Questions to answer:
A: In the article on the Ellicottville shooting, what was the alleged shooter charged with?
B: Carry the article on the Ellicottville shooting forward from its final sentence.

Source document:
+ + +

By Tom Dinki
Ellicottville officials believe Saturday night’s shooting was an isolated incident that won’t deter the roughly 1.5 million visitors who come through the village each year.
One man reportedly shot another man once with a legally possessed Glock handgun near Washington and Monroe streets, the main intersection of the downtown’s popular restaurant and shopping area, after the two had fought and been removed from the nearby Villaggio restaurant and bar.
The alleged shooter, Damien M. Marvin, 25, of Salamanca, remained at the scene and was charged with first-degree assault, a class B felony.
The 41-year-old victim was in critical condition at Erie County Medical Center in Buffalo as of Sunday, according to New York State Police.
Ellicottville Mayor John Burrell told the Olean Times Herald Monday that he does not feel the incident is indicative of the safeness of the village or its bar scene.
“I think it’s very isolated. I don’t believe that the establishment did anything wrong. It’s not their fault, it’s not Ellicottville’s fault,” he said. “It’s a tragic incident, but it’s obviously a one-time type of thing.”
Burrell, a 73-year-old, lifelong resident of Ellicottville and former firefighter, said he could not recall another shooting in the village.
According to city-data.com, a website that tracks crime statistics, Ellicottville had 21 reported assaults in 10 years between 2002 and 2012. There were no murders or robberies.

+ + +

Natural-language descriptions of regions

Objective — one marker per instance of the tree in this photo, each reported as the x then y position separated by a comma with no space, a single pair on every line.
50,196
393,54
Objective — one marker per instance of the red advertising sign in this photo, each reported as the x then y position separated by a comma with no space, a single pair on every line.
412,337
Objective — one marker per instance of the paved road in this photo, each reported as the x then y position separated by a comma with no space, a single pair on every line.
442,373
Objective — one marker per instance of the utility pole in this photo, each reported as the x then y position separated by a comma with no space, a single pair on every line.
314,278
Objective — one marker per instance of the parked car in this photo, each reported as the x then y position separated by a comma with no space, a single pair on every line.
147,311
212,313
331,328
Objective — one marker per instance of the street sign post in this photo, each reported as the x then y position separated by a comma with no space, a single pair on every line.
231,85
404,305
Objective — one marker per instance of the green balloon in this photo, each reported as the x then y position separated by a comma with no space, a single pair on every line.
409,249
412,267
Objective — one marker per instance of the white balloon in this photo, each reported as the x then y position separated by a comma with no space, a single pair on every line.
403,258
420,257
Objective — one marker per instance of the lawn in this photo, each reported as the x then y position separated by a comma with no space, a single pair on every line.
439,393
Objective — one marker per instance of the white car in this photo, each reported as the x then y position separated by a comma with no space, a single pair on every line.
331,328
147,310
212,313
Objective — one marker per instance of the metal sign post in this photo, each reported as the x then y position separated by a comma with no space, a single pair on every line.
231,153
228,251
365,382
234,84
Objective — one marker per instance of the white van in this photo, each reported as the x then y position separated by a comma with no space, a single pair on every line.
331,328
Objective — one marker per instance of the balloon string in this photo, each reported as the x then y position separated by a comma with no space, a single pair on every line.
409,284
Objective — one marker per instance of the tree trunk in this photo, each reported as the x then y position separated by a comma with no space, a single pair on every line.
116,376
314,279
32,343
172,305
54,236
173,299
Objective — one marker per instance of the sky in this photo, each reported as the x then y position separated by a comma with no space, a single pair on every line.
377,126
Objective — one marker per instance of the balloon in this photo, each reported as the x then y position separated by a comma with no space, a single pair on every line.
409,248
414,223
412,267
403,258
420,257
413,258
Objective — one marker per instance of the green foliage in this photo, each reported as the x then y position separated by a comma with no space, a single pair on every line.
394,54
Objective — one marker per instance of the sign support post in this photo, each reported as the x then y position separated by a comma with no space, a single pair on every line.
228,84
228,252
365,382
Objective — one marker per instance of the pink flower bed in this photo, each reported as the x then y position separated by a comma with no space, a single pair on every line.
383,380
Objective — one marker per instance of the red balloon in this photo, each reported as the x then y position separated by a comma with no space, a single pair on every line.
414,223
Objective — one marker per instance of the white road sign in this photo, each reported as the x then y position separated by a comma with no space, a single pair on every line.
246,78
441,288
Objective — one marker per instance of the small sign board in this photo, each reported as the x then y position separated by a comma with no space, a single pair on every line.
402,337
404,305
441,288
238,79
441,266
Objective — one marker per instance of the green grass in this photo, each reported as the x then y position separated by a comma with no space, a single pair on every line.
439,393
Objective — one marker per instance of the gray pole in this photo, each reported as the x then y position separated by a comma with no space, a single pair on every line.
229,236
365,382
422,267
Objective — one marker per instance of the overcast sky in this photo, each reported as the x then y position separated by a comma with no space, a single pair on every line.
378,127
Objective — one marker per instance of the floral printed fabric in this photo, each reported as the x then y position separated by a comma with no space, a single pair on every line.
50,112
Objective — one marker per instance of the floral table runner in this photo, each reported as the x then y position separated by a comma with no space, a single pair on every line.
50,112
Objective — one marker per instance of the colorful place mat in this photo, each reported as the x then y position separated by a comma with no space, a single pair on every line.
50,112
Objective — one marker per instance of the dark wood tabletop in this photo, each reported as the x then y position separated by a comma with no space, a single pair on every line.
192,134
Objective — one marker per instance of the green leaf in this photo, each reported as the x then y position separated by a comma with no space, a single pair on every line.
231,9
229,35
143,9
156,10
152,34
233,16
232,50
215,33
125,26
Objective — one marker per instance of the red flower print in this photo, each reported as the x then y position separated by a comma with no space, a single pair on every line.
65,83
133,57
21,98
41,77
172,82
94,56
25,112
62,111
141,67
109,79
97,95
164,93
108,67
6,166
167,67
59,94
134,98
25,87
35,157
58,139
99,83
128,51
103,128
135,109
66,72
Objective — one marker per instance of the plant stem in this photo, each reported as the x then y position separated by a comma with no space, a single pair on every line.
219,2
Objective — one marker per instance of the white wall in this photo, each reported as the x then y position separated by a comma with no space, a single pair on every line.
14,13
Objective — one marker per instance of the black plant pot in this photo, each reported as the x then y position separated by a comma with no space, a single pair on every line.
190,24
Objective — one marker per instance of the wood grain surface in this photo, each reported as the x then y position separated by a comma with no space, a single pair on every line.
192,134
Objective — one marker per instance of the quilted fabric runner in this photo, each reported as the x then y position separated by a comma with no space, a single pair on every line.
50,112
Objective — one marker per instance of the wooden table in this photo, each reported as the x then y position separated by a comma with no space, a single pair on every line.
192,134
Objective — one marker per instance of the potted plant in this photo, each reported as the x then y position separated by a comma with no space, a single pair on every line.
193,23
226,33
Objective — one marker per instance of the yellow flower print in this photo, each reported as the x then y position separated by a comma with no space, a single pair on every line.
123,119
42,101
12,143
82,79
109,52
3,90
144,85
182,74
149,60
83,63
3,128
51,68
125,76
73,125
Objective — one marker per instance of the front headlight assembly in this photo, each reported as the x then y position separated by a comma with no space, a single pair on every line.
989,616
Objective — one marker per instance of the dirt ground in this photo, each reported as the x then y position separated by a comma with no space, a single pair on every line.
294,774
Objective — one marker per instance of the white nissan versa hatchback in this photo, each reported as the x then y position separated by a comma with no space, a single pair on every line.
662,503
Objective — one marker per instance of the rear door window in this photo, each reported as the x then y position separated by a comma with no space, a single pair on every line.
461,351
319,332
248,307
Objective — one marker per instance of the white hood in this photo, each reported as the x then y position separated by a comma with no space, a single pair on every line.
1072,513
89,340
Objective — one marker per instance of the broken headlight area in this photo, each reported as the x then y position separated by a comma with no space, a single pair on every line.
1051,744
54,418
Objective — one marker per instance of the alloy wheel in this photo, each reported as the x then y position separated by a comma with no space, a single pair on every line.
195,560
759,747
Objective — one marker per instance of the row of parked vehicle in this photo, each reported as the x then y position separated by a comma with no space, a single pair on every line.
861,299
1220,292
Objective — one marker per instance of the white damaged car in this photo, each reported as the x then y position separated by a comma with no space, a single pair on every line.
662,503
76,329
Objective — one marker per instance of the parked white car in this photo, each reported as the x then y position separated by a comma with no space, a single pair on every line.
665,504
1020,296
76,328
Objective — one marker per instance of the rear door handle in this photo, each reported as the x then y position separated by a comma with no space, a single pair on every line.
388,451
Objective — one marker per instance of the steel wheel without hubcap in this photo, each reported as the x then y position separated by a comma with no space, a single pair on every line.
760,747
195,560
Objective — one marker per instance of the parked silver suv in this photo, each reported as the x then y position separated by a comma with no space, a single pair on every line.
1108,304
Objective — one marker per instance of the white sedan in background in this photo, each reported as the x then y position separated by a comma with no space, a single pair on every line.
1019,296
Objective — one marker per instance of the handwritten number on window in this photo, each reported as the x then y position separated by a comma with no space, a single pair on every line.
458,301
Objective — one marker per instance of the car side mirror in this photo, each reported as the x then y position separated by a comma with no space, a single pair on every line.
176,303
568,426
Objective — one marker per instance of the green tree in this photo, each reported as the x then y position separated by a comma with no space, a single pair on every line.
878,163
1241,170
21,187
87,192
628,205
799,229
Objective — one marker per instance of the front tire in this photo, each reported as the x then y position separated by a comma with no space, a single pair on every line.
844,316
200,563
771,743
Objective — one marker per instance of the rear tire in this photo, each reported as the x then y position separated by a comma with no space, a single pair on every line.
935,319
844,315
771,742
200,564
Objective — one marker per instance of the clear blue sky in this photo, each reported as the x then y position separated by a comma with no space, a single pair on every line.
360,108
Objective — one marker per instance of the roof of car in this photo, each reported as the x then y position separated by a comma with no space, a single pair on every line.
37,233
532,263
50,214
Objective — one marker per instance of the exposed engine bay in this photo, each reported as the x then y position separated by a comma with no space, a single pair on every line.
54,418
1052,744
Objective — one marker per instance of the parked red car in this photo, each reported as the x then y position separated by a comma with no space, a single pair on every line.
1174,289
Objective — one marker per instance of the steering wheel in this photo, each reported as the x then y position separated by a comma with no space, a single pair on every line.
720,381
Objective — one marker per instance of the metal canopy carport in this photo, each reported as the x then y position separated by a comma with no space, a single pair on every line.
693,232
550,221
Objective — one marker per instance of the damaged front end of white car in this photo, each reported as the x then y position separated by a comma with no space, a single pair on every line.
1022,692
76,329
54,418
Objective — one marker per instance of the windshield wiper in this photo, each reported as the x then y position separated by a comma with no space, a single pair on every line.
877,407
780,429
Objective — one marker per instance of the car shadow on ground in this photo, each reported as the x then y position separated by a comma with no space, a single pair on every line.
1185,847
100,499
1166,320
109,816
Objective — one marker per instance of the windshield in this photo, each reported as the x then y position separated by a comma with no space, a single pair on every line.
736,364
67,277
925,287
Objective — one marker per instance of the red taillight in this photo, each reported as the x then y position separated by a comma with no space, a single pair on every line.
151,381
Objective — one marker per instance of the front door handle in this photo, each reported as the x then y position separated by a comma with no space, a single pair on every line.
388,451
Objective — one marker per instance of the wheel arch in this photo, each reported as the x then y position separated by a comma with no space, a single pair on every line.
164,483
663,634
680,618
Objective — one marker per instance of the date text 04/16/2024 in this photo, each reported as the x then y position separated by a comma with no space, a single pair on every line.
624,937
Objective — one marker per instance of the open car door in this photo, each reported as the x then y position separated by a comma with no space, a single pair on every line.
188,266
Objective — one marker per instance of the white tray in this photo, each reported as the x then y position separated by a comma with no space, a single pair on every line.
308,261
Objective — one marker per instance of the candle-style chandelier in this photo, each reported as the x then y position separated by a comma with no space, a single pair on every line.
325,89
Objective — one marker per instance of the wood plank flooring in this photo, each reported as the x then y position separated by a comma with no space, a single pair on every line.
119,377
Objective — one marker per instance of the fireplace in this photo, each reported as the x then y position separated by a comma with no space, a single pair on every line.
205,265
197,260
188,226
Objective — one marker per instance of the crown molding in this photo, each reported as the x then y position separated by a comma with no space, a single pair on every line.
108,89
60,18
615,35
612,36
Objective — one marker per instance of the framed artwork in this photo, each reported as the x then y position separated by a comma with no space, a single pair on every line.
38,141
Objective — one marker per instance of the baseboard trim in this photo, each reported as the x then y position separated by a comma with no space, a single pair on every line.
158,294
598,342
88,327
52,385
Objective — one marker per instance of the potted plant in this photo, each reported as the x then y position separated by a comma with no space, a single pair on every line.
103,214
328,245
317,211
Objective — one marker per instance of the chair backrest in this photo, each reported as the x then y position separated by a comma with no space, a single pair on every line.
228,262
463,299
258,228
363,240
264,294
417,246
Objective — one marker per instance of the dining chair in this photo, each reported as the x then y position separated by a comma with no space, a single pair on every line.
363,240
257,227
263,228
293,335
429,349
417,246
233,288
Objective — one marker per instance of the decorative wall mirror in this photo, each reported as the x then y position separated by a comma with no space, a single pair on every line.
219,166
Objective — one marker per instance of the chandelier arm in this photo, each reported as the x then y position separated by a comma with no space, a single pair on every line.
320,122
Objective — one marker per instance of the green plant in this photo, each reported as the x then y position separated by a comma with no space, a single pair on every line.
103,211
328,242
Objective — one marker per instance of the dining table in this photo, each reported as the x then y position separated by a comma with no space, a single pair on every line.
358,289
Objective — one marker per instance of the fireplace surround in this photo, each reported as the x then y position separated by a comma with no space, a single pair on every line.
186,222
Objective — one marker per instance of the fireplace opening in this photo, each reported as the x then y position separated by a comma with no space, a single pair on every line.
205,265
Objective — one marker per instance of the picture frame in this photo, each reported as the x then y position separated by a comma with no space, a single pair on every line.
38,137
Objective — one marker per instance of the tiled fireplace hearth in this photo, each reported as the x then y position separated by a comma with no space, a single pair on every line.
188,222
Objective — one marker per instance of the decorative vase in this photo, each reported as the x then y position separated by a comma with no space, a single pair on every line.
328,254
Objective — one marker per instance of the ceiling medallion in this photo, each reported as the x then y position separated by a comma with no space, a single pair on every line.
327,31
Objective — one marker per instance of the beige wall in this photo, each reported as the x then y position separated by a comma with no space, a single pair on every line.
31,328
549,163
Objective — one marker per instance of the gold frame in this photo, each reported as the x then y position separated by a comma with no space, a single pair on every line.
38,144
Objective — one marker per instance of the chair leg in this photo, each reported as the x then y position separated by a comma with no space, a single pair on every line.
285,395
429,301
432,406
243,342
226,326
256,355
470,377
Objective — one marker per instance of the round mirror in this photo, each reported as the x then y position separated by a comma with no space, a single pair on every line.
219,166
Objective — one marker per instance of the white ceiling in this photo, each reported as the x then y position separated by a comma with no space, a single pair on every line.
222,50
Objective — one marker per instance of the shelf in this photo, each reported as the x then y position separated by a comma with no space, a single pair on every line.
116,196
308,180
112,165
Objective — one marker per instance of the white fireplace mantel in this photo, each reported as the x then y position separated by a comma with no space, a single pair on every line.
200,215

+ + +

List of answers:
A: First-degree assault, a class B felony.

B:
“We turn on the TV or open the newspaper and we see it happening all over Western New York, but not in Ellicottville,” he said of gun violence. “But, certainly, it can happen in Ellicottville.”
Ellicottville has built its reputation as a small but affluent ski town that offers an array of shopping, eating and drinking options. The Ellicottville Chamber of Commerce estimates that the village, with its 400 residents, receives more than 1.5 million visitors annually. Holiday Valley ski resort reports that it alone receives about 500,000 skiers a season.
Officials with the chamber, which represents about 200 local businesses, said Monday they don’t think news of the shooting will impact those figures.
“There’s still people walking through town today,” said Barb Pump, the chamber’s communications, events and membership manager. “So I think everyone knows that it is an isolated incident, that Ellicottville is a safe place.”
Residents and visitors who were out on Washington Street Sunday afternoon and spoke with the Times Herald said that they still feel safe, although the event has made them realize the village is not immune to such incidents.
“I think it’s like any place — any place could be dangerous,” said Philip Beer, a Buffalo resident who regularly visits Ellicottville. “So just be careful.”
With Ellicottville having its own town police department and being centrally located within Cattaraugus County, Burrell said the village has the emergency personnel to keep its residents and visitors safe.
“We’re very cognizant of the type of people that come here and what they come here for,” he said. “Most of it is for recreation, and they need to know that we’re not waiting on a regular basis for a county sheriff’s deputy or a state police officer to respond from Hinsdale or South Dayton or Ashford. … You want to see a police car, you want to see the ambulance responding, especially if you’re — as many of our part-time visitors are — from a city. If you drive through Ellicottville on a Saturday night, you will see one or two police cars and that’s very important for us.”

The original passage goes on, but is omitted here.